出典 –
パリの日本大使館から、子どもたちに和菓子を教えてみませんか?とお電話をいただいたときは、正直、外国の子どもたちに和菓子ができるのだろうか?と思ったものですが、まずはやってみることでまた違った世界が広がるのではと考え、お引き受けいたしました。

電子レンジで簡単にできる和菓子教室

パリのアクアマタリシオン公園には、ルイヴィトンが管理をする5歳から10歳までの子どもたちのワークショップ会場があります。子どもたちが動物と触れ合えるようにと、公園では主に鳥を放し飼いにしています。たくさんの種類の鳥の中にはクジャクやダック、カルガモなどがいて、人を怖がりもせずに歩き回っているのです。

公園の中にある古いブルーの建物はナポレオン3世が150年も前に建てたものだそうで、パリで保存される歴史的建造物にも指定されています。そのような貴重な歴史的遺産の中で、子どもたちのための和菓子教室を行ったのです。

ちょうど同じ時期には、パリの名門料理学校コルドンブルーでも和菓子の指導することになっておりました。教えると決まってからは早速、パリのアパートの一室を借り、講習会の一週間前には現地で和菓子作りの練習を始めました。

いずれの和菓子教室も、電子レンジで簡単に和菓子を作るということが基本でしたから、フランスで使われている電子レンジとパリのお水が和菓子に合うのかどうか気になったためです。日本は軟水ですがヨーロッパは硬水ですので、お水によってレンジの調理時間や和菓子のかたさ・繊細さ・味に違いが出るのではと思ったのです。

30年ものお付き合いがあるベテランのアシスタント、そして娘の暁子が加わり、楽しいパリのアパート暮らしも経験できました。

子どもの作りだす色にびっくり

さて、子どもたちのワークショップの日になりました。言葉の違いという不安もありましたが、子どもたちは明るくとてもお行儀がよく、学ぶ姿勢もしっかりしていました。事前にお干菓子を作るための材料には、黄、赤、緑、白、ピンク色の寒梅粉をボウルに用意しておきました。

私が最初にデモンストレーションをし、桜はピンクのお粉を、松は緑、菊は黄色というように見本を作ってみせました。そのあと子ども達が、好きな和菓子の型に好みの色のお粉を詰めて作り始めたのです。

すると、女の子の一人が、一つのボウルに黄色、赤、緑、ピンク、白のお粉を一緒に入れて手で混ぜ合わせはじめたのです。娘が、“ママ、なにも言わずに見ていましょう”と申しましたので、あとはその子の作り方をじっと見ていました。

固定観念をもって色の使い方の指導をした私は、その子どもの作りだす色にびっくりしました。全部の色を混ぜ合わせることでパステルカラーになり、お干菓子がなんとも言えずきれいにきらきら光って、まるでラメ入りのお化粧品のような色になったのです。

取り組む課題 – パリの子ども向け和菓子教室を綴った上の文章の続きを、最後の一文のあとから書き進める。

資料の抜粋 –
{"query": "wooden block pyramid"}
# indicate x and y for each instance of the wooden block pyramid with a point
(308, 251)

想定される解答 –
一人一人の子どもたちが懸命に、そして真剣に和菓子を作るときの発想や姿に私は感動を覚えると同時に、多くのことを学ばせて頂いたものです。五感を磨くために一番良いのは、お菓子作り、お料理と言われてきました。

手で作りながら、実際に見て、匂いを嗅ぎ、味わい、ご家族やお友達同士の会話から情報を伝え合うということがとても大切なのです。

そして私は、パリの子ども教育が、小さい頃から五感を磨くことを大事にしてきたことにはじめて納得いたしました。

こうしてあんなに心配していた子ども達の和菓子作りイベントは大成功のうちに終わりました。

低価格なプラスチック製の和菓子型を数十種類開発

ところで、日本での和菓子作りはこれまで、専門の木工職人さんに彫ってもらったとても高価な木型(たとえば、お干菓子用の木型で4万数千円、練りきり用の桜、紅葉、松などの木型でも、1個15000円くらいです)を使いながら何年も修行しないとできない職人技とされてきました。しかも木型を彫るベテラン職人さんは、日本で今や5人ほどになってしまったそうです。そこで私は、みんなが簡単に扱えて、しかもずっと低価格なプラスチック製の和菓子型を数十種類開発いたしました。

これらの型開発には、実に3年以上を費やしましたが、そのおかげでパリでのワークショップもうまく行うことができました。因みに、それらの型のなかで、子どもたちに一番人気だったのはやはり猫でした。いまや世界中が猫ブームです。パリの街を歩いていますと、招き猫が飾られているお店を沢山見ることができ、招き猫はパリでも大人気です。

私は、伝統文化である和菓子の型にも猫があっていいのではという発想から、招き猫、猫の肉球、猫の後ろ姿などをメーカーに作ってもらい、少しずつ広めることができました(この和菓子作り用の道具シリーズはその後、日本プラスチック日用品工業組合から、優秀賞も受賞しております)。

これからはもっと世界中の子ども達に、日本の伝統文化である和菓子をクック膳で教え続けて行きたいと思います。